Acción requerida ▸ Según lo que escribió Campoamor en el texto sobre su ingreso en Izquierda Republicana, ¿con qué condición toleran los hombres republicanos a las mujeres en los partidos? Responde en una o dos oraciones.

Fragmento del documento ▸
No acudió ningún personaje relevante del partido a aquella asamblea de Izquierda Republicana que debía decidir el ingreso de Campoamor. La votación se hizo usando una bola negra para el no y una blanca para el . Al parecer, según cuenta nuestra biografiada en su obra Mi pecado mortal, dos mujeres fueron con la bola negra ostensiblemente, mientras un hombre jaleaba a los otros asamblearios gritando: «¡Machos, machos! Que no sabéis ser hombres, ¡sólo sois machos!». El resultado fue de 183 noes a 68 síes. La frustración de Campoamor fue enorme. «Los hombres republicanos», escribió al respecto, «toleran en los partidos a las mujeres, a condición de que de su actuación inocua, débil o fracasada no tengan nada que temer, (…), pero se oponen por todos los medios, limpios o no, a dar paso a las otras».

Información extraída ▸
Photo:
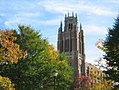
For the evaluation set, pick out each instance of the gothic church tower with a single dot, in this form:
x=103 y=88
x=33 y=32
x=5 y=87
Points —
x=71 y=42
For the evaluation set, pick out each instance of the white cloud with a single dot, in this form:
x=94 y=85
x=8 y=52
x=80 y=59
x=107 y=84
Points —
x=81 y=6
x=94 y=29
x=50 y=22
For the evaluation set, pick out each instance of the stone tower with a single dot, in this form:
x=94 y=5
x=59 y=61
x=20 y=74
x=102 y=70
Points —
x=71 y=42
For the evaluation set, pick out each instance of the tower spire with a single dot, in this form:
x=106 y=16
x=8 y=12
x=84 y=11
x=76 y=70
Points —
x=60 y=28
x=80 y=26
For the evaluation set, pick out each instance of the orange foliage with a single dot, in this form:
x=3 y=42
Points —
x=9 y=51
x=52 y=53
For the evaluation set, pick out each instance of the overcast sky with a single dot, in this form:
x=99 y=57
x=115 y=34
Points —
x=96 y=16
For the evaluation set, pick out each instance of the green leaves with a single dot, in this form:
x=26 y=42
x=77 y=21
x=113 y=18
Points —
x=35 y=71
x=112 y=54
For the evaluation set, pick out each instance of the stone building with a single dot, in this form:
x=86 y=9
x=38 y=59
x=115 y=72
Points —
x=71 y=42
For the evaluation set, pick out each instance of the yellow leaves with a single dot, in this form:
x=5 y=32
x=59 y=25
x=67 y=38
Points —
x=5 y=83
x=9 y=50
x=52 y=53
x=99 y=45
x=61 y=62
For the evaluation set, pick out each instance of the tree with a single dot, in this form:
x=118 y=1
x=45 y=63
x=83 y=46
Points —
x=9 y=54
x=112 y=51
x=35 y=71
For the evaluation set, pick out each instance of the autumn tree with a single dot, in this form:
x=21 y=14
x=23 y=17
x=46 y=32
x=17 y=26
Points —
x=9 y=54
x=35 y=71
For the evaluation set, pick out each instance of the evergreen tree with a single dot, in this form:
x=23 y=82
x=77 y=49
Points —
x=112 y=51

Solución escrita ▸ Las toleran siempre que su actuación sea inocua, débil o fracasada, de modo que no tengan nada que temer de ellas. En cambio, se oponen por todos los medios, limpios o no, a dar paso a las otras.